Records excerpted from a collection:
___

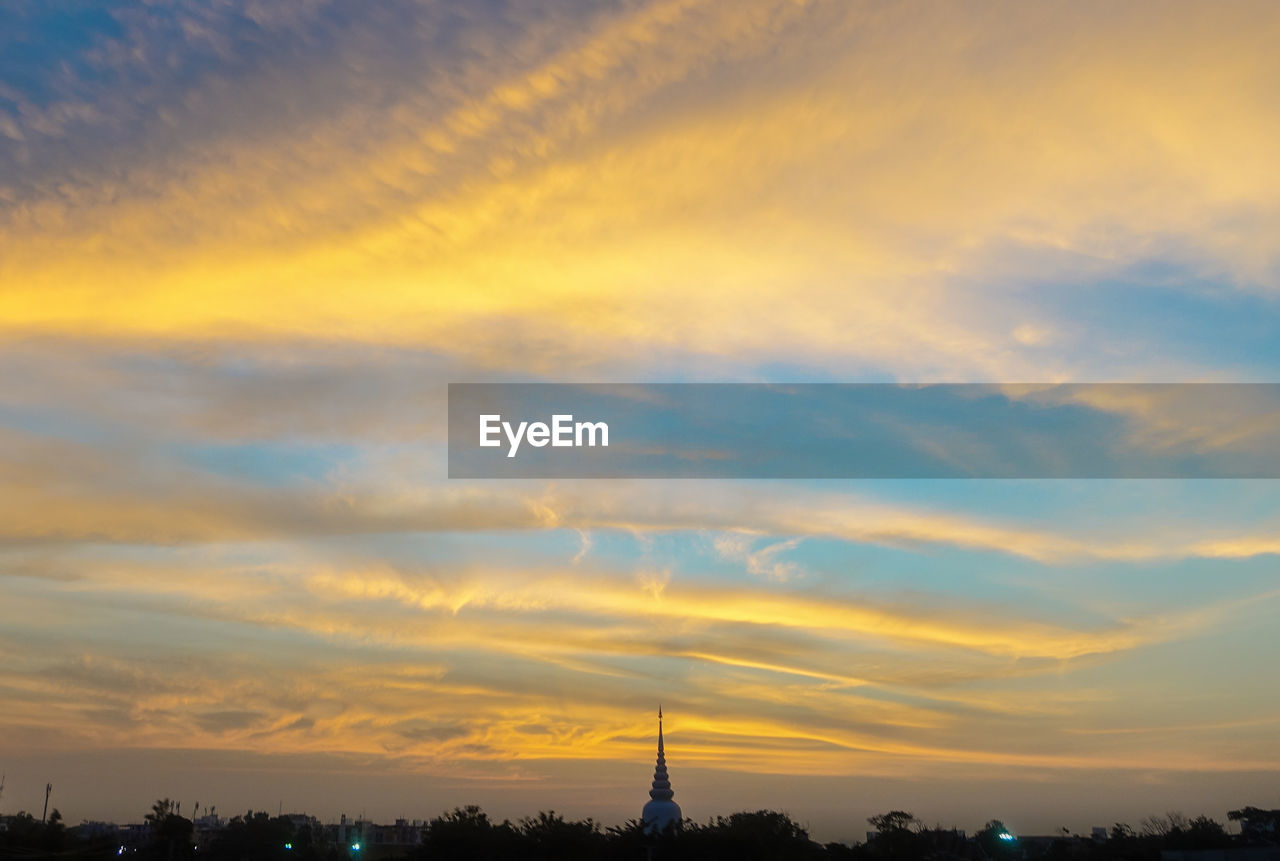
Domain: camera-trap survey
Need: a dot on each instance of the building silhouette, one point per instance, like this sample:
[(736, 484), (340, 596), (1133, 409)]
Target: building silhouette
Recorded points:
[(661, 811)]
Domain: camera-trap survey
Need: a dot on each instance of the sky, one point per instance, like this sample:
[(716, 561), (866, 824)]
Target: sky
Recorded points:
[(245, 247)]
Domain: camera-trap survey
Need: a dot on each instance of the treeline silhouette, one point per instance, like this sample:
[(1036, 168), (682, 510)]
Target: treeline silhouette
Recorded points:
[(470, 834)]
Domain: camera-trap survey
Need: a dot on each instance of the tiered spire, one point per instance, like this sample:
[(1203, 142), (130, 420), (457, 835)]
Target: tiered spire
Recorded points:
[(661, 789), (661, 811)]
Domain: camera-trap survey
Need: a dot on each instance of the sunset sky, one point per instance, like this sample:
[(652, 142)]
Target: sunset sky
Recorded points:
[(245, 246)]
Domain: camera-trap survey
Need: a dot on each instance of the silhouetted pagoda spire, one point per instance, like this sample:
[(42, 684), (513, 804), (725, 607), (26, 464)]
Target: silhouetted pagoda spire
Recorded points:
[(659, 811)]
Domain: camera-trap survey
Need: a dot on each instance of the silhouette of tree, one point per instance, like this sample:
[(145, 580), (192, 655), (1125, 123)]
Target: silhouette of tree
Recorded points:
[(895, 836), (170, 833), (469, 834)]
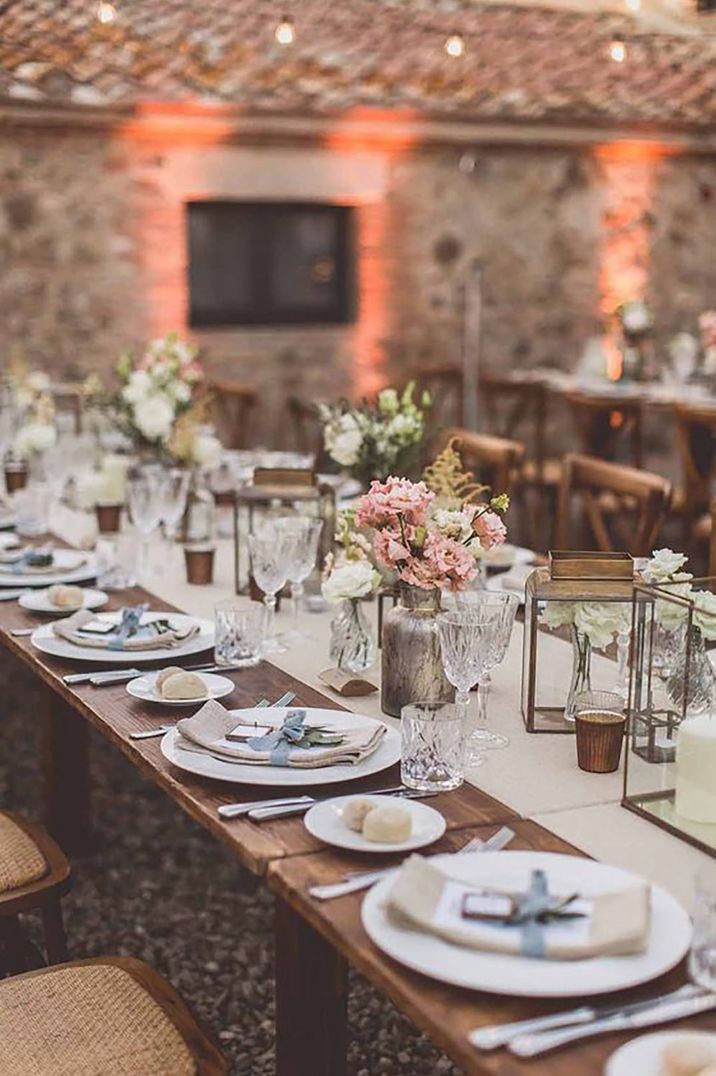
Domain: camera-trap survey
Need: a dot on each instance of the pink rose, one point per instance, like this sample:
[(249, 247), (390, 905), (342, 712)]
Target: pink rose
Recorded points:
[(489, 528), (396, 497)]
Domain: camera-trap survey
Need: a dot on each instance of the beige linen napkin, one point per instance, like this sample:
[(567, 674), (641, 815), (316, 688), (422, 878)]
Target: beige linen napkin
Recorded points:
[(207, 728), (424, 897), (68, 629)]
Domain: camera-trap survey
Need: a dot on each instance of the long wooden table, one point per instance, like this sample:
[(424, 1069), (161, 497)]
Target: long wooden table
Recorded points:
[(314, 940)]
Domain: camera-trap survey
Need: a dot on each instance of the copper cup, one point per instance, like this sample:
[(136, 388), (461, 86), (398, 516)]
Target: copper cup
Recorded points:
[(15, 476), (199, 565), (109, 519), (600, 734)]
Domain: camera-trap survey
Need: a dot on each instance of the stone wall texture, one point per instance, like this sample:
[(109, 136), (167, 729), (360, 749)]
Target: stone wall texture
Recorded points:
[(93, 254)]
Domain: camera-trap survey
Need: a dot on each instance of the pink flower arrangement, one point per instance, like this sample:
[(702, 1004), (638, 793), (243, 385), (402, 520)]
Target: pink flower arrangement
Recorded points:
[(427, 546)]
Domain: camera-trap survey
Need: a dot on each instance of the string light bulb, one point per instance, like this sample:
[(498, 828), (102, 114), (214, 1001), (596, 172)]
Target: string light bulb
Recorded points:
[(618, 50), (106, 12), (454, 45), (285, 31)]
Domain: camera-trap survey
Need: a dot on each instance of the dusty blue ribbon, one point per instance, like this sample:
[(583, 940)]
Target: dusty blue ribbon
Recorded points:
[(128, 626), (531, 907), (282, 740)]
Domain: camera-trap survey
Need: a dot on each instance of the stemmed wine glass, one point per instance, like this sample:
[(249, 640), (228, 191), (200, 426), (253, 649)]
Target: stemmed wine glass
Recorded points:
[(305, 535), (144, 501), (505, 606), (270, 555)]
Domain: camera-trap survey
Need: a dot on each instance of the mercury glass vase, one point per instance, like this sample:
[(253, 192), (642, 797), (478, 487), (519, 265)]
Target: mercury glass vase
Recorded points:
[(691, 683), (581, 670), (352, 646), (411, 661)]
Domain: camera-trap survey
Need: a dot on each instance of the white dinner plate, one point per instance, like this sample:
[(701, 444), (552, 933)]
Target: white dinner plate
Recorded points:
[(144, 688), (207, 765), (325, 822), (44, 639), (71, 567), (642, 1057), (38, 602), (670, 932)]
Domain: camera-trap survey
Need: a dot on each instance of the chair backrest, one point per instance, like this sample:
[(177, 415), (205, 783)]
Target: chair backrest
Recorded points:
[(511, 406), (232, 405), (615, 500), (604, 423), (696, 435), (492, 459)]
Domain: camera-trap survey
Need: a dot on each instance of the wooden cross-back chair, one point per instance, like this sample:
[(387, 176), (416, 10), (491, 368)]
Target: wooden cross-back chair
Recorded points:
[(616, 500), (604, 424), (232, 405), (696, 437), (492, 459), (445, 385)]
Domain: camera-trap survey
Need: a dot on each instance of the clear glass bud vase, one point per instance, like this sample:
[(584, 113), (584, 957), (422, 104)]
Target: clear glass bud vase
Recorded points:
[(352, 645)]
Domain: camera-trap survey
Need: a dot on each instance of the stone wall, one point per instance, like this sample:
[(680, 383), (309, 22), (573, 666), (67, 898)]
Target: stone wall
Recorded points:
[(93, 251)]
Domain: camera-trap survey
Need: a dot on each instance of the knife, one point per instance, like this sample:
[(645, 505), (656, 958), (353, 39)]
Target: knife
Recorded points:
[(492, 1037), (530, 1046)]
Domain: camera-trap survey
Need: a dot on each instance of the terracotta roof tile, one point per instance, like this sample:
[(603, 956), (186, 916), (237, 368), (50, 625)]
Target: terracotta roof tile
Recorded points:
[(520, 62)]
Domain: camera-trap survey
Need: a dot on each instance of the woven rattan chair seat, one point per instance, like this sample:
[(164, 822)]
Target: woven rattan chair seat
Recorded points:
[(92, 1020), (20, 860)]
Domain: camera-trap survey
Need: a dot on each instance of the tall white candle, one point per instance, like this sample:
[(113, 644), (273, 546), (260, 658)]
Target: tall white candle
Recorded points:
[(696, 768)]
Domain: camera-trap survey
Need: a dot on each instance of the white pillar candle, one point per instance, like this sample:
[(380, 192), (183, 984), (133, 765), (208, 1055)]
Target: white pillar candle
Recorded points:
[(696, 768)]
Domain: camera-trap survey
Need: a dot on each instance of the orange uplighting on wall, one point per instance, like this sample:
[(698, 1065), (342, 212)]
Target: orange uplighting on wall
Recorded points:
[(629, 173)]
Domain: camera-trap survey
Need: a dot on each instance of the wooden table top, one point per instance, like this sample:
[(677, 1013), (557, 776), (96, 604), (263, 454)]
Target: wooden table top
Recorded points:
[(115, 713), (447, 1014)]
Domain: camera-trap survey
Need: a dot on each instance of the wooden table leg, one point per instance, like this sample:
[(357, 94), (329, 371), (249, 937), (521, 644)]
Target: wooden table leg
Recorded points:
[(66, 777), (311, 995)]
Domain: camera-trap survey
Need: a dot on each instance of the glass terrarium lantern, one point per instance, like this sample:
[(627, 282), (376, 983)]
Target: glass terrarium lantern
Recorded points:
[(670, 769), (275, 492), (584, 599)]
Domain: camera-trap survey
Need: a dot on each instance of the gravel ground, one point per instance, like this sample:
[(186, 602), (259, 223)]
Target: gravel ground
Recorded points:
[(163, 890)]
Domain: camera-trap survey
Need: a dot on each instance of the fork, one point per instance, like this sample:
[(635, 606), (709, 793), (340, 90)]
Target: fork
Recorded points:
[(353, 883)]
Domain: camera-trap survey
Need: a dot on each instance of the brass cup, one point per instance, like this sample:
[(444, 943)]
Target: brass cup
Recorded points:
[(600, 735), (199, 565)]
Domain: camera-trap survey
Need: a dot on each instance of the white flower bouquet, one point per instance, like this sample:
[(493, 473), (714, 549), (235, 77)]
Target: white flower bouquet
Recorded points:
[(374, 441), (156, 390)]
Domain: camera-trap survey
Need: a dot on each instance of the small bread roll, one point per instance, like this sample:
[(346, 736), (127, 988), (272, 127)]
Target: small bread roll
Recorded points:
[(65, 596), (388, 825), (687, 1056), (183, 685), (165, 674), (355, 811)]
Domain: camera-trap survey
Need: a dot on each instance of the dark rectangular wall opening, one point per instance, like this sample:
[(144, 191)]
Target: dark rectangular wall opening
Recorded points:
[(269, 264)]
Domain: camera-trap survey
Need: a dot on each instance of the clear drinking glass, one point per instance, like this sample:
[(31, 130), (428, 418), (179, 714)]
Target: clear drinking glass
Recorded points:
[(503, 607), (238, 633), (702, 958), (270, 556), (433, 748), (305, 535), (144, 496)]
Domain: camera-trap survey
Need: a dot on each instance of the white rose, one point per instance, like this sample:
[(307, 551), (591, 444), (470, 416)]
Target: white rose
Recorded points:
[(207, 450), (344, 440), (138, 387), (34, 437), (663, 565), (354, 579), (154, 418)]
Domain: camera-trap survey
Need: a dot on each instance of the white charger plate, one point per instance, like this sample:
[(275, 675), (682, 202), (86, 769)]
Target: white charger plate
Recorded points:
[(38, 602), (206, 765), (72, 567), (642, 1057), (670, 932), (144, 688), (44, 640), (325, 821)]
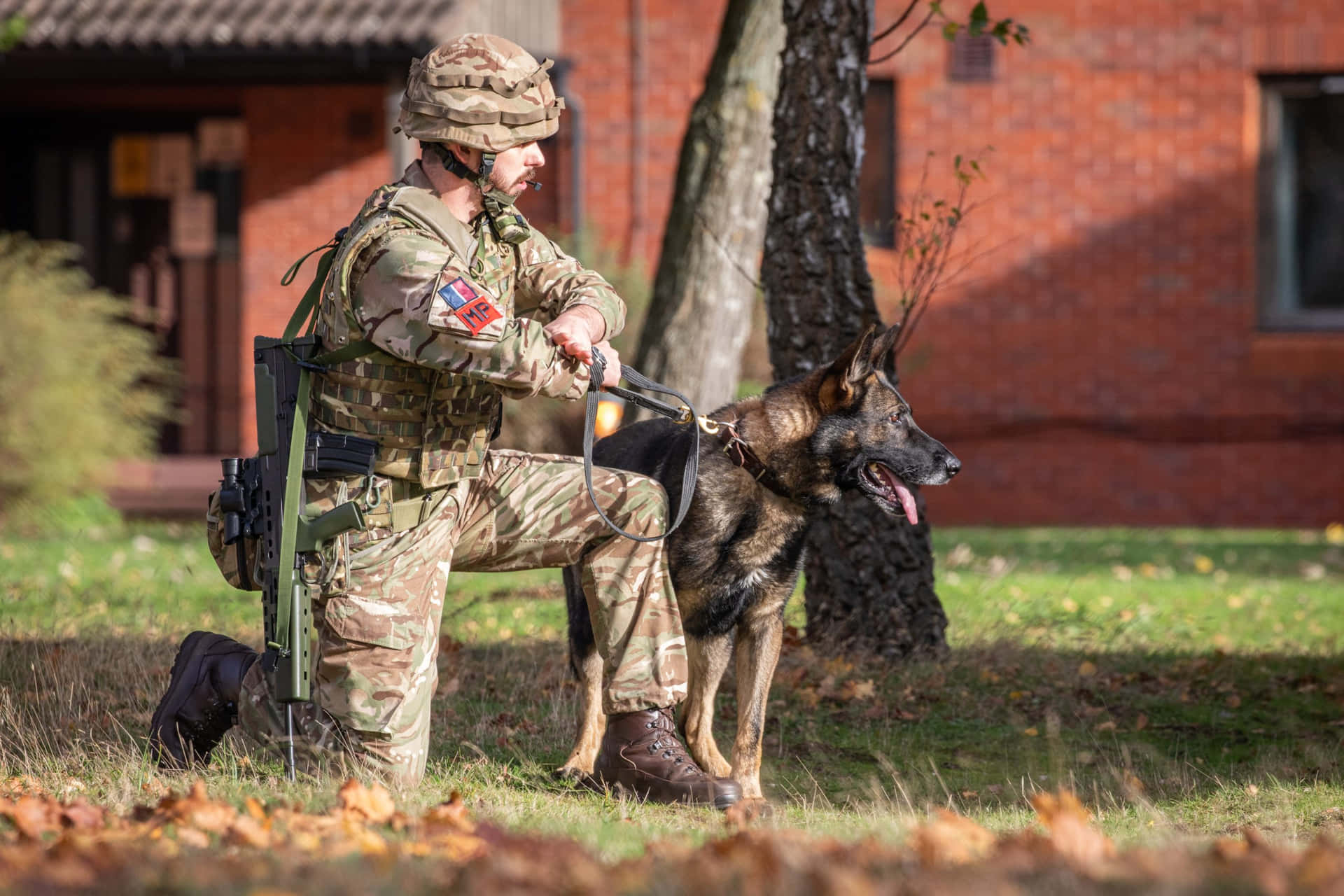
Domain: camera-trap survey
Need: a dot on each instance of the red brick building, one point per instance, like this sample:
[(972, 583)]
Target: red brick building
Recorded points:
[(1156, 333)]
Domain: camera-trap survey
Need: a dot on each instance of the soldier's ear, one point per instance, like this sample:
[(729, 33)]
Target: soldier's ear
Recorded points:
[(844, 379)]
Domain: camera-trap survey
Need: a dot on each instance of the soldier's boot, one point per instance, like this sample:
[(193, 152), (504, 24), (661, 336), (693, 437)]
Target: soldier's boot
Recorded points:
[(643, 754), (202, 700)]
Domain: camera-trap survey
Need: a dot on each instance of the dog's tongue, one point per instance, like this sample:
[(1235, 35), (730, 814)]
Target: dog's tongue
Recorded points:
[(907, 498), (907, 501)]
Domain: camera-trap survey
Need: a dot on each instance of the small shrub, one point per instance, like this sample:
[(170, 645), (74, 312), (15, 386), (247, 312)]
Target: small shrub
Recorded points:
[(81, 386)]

___

## What is expected
From the records above, return each line that has the string "building".

## Response to the exercise
Need: a dot on each instance of the building silhouette, one point per instance, like this sample:
Target: building silhouette
Need: a dot on each instance of the red brick building, one point per instance, like this sample:
Target: red brick building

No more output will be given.